Rows from a point annotation set
◆ ◆ ◆ ◆

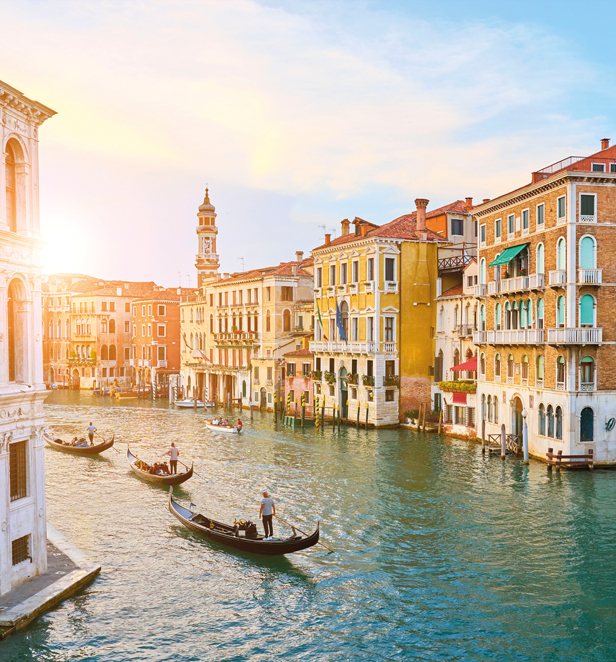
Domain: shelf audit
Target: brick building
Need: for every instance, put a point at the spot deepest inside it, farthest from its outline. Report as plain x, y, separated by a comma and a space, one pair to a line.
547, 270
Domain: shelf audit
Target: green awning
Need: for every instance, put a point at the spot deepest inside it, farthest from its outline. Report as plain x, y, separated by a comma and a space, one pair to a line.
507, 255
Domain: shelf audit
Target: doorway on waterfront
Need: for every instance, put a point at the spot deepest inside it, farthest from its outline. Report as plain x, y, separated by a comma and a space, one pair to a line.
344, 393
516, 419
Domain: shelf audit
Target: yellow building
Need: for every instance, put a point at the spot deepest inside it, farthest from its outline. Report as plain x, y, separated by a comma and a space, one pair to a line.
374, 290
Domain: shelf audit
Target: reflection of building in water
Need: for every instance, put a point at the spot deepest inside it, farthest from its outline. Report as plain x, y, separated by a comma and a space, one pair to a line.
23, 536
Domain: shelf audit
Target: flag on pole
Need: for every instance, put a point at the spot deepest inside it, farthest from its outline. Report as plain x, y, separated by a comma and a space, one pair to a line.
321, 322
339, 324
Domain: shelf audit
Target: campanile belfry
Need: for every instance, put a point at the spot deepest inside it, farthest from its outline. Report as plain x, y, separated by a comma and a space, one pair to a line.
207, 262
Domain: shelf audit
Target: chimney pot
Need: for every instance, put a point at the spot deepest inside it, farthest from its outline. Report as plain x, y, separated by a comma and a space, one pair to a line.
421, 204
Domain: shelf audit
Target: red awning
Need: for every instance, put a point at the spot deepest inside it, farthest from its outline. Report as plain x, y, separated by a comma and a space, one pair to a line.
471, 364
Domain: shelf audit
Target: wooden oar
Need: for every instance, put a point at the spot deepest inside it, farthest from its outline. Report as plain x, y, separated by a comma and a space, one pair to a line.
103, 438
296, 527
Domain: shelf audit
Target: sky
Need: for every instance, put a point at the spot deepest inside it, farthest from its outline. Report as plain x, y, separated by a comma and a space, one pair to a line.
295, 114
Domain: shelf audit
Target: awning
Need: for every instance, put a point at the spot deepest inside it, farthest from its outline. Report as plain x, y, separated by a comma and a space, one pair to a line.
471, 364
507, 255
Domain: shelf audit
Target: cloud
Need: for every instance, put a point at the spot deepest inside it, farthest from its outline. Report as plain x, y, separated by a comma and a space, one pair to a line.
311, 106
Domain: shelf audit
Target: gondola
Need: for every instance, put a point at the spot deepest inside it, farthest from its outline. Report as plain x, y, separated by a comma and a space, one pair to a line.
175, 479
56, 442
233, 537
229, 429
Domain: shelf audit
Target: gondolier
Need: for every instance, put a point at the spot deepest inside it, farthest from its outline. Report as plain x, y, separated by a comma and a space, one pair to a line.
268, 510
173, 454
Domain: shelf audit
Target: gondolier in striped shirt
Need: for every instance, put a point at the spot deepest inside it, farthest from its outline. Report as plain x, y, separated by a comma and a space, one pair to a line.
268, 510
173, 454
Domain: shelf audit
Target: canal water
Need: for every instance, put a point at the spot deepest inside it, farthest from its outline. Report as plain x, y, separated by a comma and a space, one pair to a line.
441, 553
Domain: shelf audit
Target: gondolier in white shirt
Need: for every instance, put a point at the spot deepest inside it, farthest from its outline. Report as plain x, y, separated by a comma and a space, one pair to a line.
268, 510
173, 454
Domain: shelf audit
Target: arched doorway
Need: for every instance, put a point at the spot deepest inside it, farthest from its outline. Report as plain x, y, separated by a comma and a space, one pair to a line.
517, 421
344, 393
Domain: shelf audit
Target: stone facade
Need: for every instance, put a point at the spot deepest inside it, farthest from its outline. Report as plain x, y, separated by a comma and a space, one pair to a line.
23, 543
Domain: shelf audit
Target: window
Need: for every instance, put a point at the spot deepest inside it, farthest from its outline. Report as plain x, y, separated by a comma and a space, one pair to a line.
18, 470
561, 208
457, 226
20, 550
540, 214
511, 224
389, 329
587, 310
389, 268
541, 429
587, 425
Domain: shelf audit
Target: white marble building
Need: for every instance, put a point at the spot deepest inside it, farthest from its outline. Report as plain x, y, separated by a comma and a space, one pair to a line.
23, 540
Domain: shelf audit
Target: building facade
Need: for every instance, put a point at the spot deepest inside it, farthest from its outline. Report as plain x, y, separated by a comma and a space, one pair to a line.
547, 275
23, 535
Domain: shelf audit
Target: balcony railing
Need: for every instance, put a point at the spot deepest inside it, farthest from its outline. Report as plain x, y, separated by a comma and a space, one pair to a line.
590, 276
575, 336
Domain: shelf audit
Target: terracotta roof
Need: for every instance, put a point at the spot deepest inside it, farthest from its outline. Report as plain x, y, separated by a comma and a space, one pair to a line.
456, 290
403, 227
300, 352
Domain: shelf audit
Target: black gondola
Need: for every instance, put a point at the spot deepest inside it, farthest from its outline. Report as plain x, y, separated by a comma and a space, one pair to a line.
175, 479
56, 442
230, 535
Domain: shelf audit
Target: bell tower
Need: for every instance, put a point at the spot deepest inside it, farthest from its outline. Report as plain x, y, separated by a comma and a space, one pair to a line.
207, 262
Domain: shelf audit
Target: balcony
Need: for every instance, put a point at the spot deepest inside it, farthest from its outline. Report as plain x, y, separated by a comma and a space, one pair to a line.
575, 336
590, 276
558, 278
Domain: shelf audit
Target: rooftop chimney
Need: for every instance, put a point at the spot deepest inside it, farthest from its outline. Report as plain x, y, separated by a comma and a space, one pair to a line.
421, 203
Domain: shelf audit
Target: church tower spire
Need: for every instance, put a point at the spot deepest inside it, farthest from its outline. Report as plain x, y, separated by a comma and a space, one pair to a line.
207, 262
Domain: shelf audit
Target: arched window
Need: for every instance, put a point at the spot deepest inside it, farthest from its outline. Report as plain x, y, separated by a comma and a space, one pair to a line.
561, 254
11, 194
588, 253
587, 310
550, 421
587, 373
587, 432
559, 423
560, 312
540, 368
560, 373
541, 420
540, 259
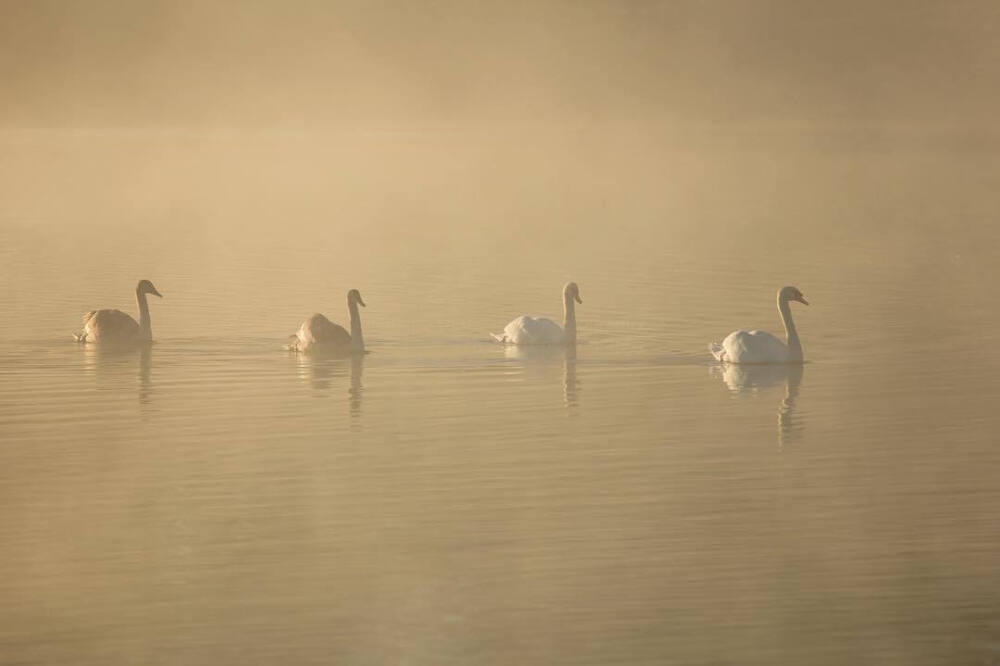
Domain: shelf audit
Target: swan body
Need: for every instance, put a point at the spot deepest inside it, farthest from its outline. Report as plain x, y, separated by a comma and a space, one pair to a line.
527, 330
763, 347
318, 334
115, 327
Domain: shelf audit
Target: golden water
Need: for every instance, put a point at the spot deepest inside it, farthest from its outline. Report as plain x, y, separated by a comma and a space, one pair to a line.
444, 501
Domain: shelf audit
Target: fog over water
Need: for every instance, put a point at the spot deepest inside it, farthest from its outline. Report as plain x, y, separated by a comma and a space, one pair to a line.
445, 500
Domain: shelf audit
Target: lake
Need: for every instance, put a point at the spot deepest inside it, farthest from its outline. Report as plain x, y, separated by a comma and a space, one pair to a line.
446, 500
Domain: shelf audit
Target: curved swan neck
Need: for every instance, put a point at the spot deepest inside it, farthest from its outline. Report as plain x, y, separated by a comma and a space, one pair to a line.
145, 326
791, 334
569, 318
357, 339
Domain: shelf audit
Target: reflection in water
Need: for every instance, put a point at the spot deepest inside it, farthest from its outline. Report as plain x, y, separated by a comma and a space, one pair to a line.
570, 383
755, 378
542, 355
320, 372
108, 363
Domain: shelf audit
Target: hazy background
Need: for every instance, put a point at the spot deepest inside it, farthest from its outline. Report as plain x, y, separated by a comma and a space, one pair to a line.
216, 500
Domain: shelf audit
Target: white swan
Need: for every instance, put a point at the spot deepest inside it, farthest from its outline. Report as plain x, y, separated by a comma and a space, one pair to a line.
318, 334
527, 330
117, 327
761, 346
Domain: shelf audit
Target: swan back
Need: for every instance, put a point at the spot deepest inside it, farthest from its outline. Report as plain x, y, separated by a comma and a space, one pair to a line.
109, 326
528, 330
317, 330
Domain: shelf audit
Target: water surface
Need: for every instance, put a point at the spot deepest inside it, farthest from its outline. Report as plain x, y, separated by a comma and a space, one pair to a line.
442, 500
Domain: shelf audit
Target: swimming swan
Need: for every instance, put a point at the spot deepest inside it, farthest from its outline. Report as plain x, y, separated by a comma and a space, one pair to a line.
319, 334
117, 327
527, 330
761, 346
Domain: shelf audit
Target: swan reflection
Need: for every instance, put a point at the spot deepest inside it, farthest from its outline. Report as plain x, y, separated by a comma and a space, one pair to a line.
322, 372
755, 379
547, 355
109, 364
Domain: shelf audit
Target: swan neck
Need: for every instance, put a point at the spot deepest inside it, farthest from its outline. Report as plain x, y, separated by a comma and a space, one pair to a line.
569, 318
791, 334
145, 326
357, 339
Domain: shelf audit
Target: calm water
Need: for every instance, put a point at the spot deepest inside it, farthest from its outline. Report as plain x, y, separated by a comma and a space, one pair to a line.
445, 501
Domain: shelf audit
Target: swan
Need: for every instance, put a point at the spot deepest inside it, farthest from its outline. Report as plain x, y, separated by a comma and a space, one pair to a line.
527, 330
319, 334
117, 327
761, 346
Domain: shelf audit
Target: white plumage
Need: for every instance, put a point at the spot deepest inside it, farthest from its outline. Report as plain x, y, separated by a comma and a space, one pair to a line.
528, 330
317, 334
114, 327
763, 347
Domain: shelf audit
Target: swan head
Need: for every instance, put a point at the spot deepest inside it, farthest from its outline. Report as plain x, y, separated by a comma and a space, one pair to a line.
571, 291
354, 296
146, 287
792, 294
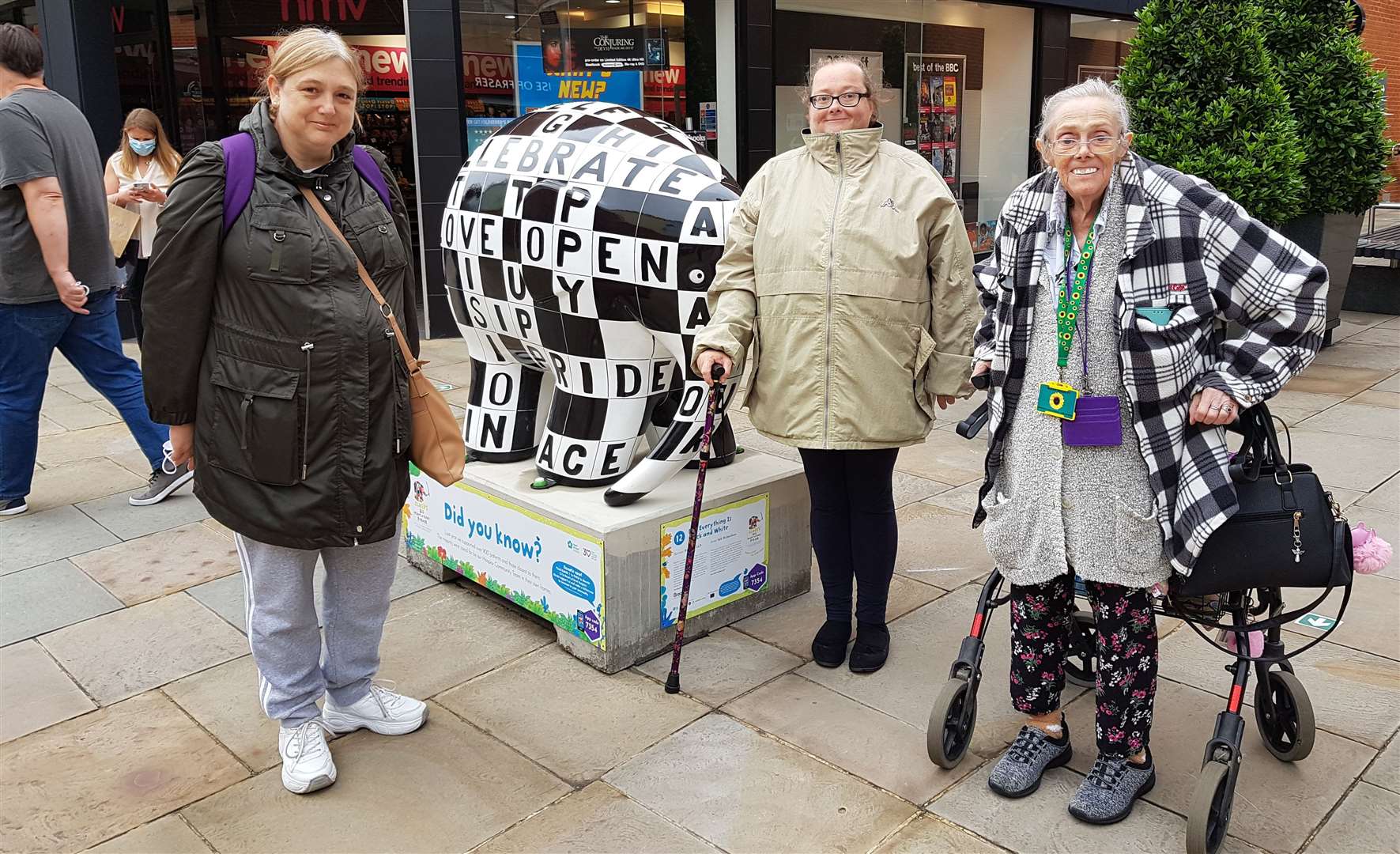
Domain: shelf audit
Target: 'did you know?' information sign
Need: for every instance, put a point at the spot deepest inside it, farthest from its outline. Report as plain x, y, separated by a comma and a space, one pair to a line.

◆ ◆ ◆ ◆

▸ **CHALLENGE**
Report every line of the rows above that contains the string "building", matching case exactly.

▸ **RESULT**
Target: brick building
Target: yellow building
Target: reflection of building in water
Target: white marble building
Target: building facade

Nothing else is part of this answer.